EXERCISE DIRECTIONS → In the records below, find the line that contains "like point(23, 199)." and the line that contains "like point(344, 976).". Set down exactly those lines and every line between them, and nothing more.

RECORDS FOR THE TASK →
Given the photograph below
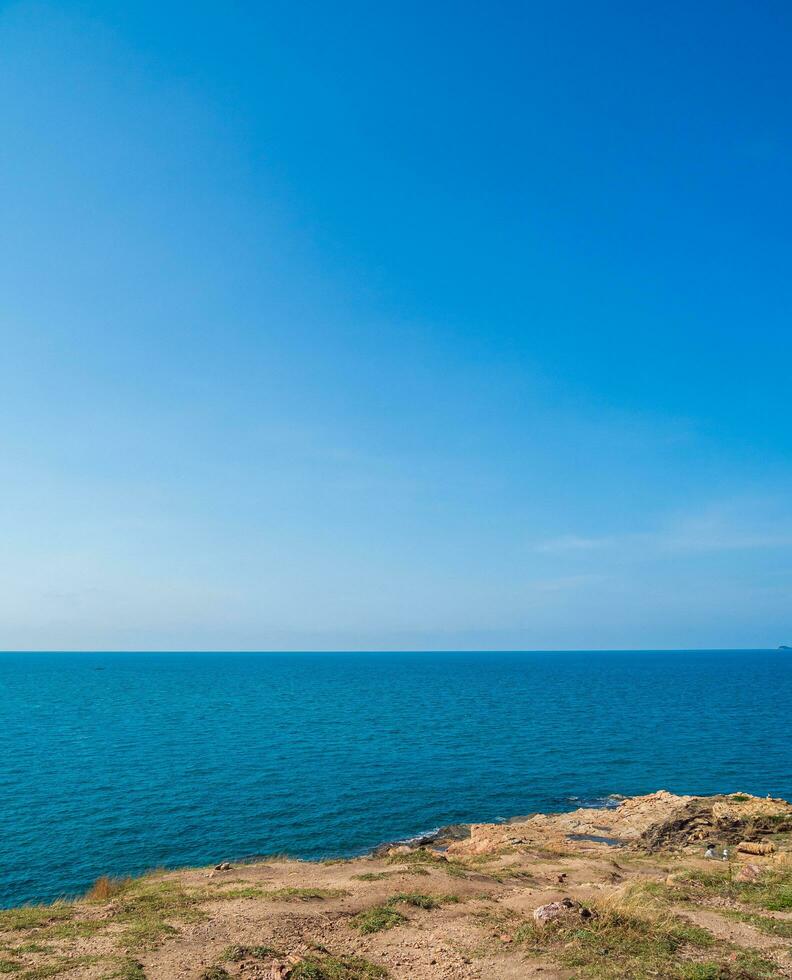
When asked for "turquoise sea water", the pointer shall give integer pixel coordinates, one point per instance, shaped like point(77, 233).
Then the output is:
point(116, 763)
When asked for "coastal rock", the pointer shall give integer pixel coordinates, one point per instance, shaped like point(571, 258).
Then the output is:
point(756, 847)
point(555, 910)
point(751, 872)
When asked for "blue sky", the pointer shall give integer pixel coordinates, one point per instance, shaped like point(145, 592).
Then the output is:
point(415, 325)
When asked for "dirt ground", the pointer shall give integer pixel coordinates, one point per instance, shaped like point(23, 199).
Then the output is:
point(460, 913)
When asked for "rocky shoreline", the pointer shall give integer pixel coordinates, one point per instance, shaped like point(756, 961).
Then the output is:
point(686, 887)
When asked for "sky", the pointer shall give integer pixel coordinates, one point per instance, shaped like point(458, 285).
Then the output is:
point(395, 326)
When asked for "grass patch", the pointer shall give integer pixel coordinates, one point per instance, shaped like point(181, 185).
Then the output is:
point(247, 891)
point(327, 967)
point(773, 891)
point(621, 940)
point(304, 894)
point(377, 919)
point(78, 929)
point(782, 928)
point(63, 964)
point(423, 858)
point(34, 916)
point(104, 888)
point(420, 901)
point(235, 954)
point(148, 907)
point(126, 969)
point(747, 965)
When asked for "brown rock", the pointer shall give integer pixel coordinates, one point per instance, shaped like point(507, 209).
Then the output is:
point(554, 910)
point(749, 873)
point(756, 847)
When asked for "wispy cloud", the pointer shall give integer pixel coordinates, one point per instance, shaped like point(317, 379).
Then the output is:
point(720, 527)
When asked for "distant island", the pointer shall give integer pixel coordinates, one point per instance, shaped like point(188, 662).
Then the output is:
point(679, 887)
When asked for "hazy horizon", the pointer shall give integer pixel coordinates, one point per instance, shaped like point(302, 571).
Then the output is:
point(395, 327)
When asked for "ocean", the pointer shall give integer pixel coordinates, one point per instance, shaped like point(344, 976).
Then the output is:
point(118, 763)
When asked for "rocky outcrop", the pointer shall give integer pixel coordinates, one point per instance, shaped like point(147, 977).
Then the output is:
point(657, 821)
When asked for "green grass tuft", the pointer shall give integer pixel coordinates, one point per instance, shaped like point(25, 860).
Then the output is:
point(34, 916)
point(621, 940)
point(126, 969)
point(304, 894)
point(327, 967)
point(420, 901)
point(234, 954)
point(377, 919)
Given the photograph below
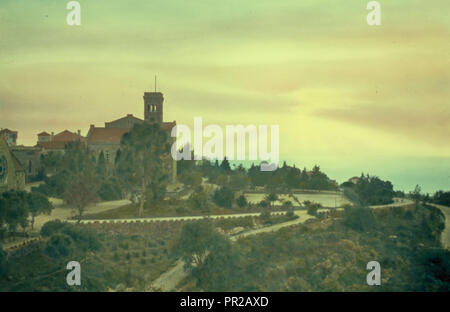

ANSWER SPACE →
When asked for "dirt ground", the pointer shall give integer pixel coordinates, one point per instance, shaped like point(23, 199).
Then the output is:
point(460, 913)
When asked for "rocky shoreline", the pointer shall give integer pixel coordinates, one point per instance, shaped like point(756, 961).
Then the output is:
point(686, 887)
When asked for "sky", the pointer shall give integer pixel coordinates, one point per instance, shaped like point(458, 285).
Then the output is:
point(395, 326)
When asked for "grass patch", the pointer shall give integer pixel coordinates, one point per instance, shaped like point(181, 185).
Then the output is:
point(247, 891)
point(327, 967)
point(773, 891)
point(621, 940)
point(304, 894)
point(377, 919)
point(78, 929)
point(782, 928)
point(63, 964)
point(423, 858)
point(34, 916)
point(104, 888)
point(420, 901)
point(235, 954)
point(148, 907)
point(126, 969)
point(747, 965)
When asked for "brown rock", the pointer shall give integer pixel coordinates, one point per instance, shaped like point(507, 209).
Then the output is:
point(554, 910)
point(749, 873)
point(756, 847)
When asked for "wispy cloud", the pointer shall give integer pixel coordinates, one point per instance, shaped like point(317, 379).
Then the output is:
point(720, 527)
When asked for "distant island", the pointer shall give integer pixel coordinates, one point per instance, shaped like point(188, 662).
Then the output is:
point(679, 887)
When asked for "hazy horizon", the pointer shall give integer pixel coordinates, one point per instance, shaped like point(302, 571).
Then the output is:
point(395, 327)
When asked for "ocean", the pointer shall give integer pixel coordinates, one point per instance, shaped like point(344, 976).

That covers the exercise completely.